Task details => Can you convert the stretch of data below, from the line containing "the blue sky." through the end, into a JSON list of strings with one string per line and any blank lines left out?
== Material to process
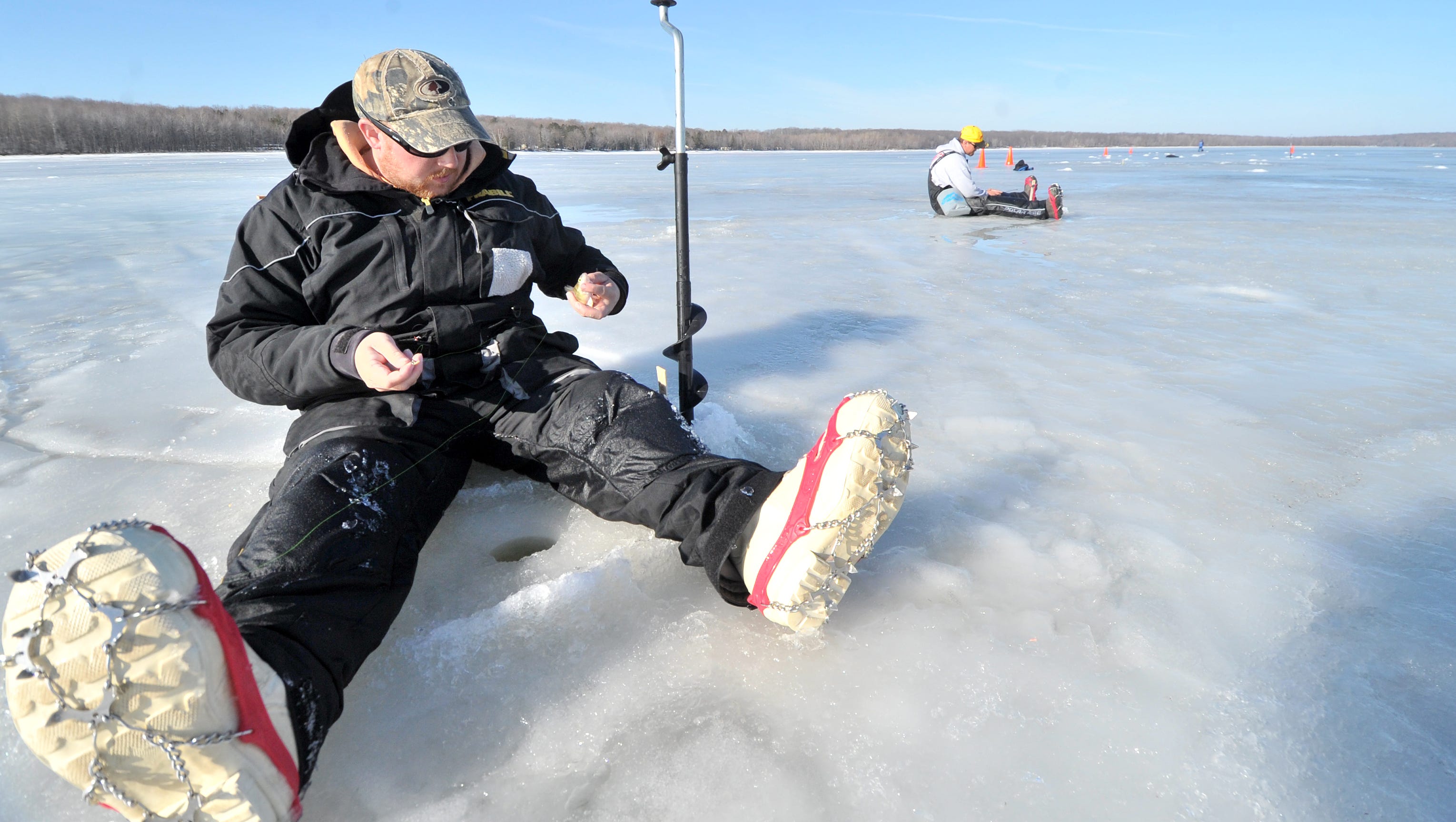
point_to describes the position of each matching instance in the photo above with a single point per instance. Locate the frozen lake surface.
(1181, 542)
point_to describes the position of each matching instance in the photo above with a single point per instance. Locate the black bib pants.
(325, 567)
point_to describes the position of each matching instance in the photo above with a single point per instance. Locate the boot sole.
(845, 494)
(126, 677)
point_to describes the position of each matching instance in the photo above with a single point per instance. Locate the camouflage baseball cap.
(418, 99)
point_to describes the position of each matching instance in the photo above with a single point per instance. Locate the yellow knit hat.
(973, 134)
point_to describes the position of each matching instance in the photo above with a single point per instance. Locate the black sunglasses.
(461, 147)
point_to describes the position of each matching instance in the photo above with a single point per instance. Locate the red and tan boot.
(126, 677)
(828, 513)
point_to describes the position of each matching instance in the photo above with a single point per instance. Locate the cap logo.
(435, 88)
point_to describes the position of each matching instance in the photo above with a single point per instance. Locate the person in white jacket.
(954, 191)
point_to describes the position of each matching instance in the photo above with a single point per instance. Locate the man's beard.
(418, 187)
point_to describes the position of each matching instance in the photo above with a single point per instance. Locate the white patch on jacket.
(510, 270)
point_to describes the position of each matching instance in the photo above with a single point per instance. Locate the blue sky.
(1278, 69)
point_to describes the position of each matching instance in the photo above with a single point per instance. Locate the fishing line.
(413, 466)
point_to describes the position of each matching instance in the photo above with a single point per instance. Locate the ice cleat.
(126, 677)
(828, 513)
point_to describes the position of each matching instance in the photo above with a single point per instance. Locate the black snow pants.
(325, 567)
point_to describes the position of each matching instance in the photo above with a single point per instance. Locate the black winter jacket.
(331, 252)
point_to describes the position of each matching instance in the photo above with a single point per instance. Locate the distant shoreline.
(37, 126)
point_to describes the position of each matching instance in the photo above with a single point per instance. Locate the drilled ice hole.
(520, 548)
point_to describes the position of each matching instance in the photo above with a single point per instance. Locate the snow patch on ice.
(721, 432)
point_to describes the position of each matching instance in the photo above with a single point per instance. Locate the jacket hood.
(317, 153)
(953, 146)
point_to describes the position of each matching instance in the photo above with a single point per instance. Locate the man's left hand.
====
Worked answer =>
[
  "point_to describes the position of each matching instance in the photo above with a single point per instance. Locate the blue sky.",
  "(1278, 69)",
  "point_to describes the position of each matching instance in the photo above with a single point per instance. Locate the fishing line.",
  "(413, 466)",
  "point_to describes the position of each matching instance in the photo above with a single point per instance. Locate the ice cleat.",
  "(126, 677)",
  "(828, 513)",
  "point_to describes the position of each matching instance in the photo above with a single point per instance. Locate the black snow pants.",
  "(325, 567)",
  "point_to describes the position of each matching instance in the photo above with a single point per instance. Locate the black winter jacket.",
  "(331, 252)",
  "point_to describes the position of each matching instance in the photo above with a single point per instance. Locate the distant shoreline.",
  "(37, 126)",
  "point_to describes the position of each matching instance in the photo above with a single point per instance. Locate the drilled ice hole.",
  "(520, 548)",
  "point_to describes the position of each matching instance in the photo above with a single point per instance. Locate the snow patch on ice.",
  "(721, 432)",
  "point_to describes the position of each matching instance in the photo above with a single point per instance. Locate the jacket hood.",
  "(317, 153)",
  "(953, 146)",
  "point_to describes the position of each matching instance in the photo above with a single point per instance. Locate the man's left hand."
]